(The exercise): Express the material as a numbered list, one line per item with blank lines left out. Begin at the first line of the material and stop after the line that contains "106 143 L 151".

(Dataset entries):
★ ★ ★
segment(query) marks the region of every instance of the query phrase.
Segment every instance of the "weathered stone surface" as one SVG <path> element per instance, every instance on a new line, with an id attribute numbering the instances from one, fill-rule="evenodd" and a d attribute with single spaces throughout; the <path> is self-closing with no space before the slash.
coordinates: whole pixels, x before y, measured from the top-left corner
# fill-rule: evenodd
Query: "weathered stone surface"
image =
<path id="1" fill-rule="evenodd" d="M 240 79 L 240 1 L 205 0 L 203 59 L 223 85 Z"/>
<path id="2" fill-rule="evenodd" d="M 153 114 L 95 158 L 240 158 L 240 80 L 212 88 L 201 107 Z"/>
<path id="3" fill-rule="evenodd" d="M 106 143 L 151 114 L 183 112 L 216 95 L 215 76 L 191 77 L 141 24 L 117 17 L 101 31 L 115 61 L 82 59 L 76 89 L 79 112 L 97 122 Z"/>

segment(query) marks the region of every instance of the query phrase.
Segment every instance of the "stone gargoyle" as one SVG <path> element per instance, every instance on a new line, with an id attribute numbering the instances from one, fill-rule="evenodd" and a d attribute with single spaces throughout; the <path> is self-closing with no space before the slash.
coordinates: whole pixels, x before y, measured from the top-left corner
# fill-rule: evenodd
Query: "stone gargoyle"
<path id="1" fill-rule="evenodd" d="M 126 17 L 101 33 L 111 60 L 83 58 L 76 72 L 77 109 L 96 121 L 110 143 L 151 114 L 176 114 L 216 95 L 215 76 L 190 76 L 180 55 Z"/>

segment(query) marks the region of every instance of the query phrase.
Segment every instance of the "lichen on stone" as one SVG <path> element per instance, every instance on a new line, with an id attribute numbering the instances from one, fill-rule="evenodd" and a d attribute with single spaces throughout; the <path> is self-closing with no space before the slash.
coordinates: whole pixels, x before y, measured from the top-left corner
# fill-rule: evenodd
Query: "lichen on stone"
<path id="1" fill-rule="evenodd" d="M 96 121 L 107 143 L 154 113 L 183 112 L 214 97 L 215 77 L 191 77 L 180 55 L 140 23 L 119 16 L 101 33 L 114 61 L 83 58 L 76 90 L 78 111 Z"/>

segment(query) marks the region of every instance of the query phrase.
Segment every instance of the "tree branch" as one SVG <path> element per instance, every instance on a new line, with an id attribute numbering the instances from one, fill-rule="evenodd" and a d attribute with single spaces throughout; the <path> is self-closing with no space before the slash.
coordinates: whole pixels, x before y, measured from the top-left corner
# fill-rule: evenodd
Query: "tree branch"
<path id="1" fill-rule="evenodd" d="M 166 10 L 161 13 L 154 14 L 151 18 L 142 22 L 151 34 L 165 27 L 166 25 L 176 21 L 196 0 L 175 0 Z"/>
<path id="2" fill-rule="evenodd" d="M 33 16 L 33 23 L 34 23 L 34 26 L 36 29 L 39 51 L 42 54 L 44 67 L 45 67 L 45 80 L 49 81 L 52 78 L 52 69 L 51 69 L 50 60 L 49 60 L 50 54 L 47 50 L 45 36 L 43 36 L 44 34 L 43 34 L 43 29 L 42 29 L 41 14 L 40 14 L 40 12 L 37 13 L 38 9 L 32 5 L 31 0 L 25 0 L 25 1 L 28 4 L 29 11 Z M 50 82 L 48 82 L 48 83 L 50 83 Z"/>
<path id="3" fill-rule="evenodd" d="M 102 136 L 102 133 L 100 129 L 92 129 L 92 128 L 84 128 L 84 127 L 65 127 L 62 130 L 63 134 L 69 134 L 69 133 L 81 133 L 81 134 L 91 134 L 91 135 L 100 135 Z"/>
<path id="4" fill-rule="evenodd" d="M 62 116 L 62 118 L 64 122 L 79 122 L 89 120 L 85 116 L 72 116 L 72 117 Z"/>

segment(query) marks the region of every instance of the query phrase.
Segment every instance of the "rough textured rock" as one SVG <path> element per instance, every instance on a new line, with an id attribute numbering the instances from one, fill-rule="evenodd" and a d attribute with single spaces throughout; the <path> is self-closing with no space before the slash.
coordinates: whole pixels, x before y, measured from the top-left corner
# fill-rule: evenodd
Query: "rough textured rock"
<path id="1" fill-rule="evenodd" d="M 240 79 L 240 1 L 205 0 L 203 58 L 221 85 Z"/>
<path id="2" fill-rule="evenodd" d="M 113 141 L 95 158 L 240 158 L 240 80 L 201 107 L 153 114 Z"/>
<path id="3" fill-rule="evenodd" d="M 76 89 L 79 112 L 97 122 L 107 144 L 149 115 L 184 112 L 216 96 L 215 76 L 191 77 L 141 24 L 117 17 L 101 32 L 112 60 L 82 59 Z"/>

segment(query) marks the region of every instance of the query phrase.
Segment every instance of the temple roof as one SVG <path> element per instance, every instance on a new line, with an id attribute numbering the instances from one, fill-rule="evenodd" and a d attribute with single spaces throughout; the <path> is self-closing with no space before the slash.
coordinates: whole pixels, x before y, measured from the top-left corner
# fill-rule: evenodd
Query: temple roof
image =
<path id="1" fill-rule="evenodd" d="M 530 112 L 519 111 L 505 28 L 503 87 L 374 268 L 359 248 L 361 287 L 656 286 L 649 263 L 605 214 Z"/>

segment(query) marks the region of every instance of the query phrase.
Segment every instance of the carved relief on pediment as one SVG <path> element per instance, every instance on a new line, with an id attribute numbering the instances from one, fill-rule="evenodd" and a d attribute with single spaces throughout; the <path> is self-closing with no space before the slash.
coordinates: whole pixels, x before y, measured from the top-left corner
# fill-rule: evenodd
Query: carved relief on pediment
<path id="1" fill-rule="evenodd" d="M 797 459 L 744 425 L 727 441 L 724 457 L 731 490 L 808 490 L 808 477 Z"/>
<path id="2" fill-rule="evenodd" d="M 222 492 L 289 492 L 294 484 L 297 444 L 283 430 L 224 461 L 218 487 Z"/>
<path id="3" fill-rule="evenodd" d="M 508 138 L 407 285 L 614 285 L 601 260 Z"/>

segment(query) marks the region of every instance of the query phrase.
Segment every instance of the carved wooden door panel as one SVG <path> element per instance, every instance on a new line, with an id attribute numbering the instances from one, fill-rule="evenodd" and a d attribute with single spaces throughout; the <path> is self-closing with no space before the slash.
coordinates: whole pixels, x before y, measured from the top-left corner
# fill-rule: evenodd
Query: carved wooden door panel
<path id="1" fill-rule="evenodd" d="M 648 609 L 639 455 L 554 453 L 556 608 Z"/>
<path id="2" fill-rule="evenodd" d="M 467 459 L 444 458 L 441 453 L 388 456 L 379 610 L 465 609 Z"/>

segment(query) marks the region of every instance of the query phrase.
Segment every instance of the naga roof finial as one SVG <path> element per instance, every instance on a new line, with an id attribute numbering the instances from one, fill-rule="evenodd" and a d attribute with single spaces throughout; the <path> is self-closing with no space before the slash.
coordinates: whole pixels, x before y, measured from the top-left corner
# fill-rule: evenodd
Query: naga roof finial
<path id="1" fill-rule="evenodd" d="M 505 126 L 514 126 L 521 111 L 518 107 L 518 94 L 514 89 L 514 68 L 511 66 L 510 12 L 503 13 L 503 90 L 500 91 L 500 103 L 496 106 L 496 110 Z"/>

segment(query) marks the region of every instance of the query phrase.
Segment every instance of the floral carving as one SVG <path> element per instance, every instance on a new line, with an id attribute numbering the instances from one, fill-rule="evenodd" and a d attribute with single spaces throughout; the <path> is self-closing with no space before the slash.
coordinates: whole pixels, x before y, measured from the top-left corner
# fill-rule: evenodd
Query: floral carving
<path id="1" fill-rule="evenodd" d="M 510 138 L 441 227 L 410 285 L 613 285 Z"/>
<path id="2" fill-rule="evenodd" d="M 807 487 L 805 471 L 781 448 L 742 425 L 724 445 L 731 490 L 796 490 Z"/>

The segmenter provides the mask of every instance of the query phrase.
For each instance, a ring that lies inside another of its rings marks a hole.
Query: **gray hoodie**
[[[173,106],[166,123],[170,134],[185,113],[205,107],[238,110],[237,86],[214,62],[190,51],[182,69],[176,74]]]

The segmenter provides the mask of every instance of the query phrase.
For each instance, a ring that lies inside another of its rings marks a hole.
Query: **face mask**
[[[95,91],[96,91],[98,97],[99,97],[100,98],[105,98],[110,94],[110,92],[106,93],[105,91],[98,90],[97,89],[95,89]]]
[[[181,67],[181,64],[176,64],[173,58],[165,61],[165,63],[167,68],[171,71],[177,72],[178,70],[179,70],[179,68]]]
★ ★ ★
(Completed exercise):
1. segment(query) marks the region of every instance of the query phrase.
2. Segment every instance of the "weathered stone surface" as one SVG <path> element per instance, every instance on a new line, with an id attribute numbering the instances from one, fill-rule="evenodd" and a d attribute with single spaces throughout; the <path> is self-closing with no space before the slash.
3. coordinates: whole pixels, x before y, measured from the top-left corner
4. # fill-rule: evenodd
5. Query: "weathered stone surface"
6. image =
7. <path id="1" fill-rule="evenodd" d="M 240 79 L 240 1 L 205 0 L 203 59 L 223 85 Z"/>
8. <path id="2" fill-rule="evenodd" d="M 153 114 L 95 158 L 240 158 L 240 80 L 212 88 L 201 107 Z"/>
9. <path id="3" fill-rule="evenodd" d="M 106 143 L 151 114 L 183 112 L 216 95 L 215 76 L 191 77 L 141 24 L 117 17 L 101 31 L 115 61 L 82 59 L 76 89 L 79 112 L 97 122 Z"/>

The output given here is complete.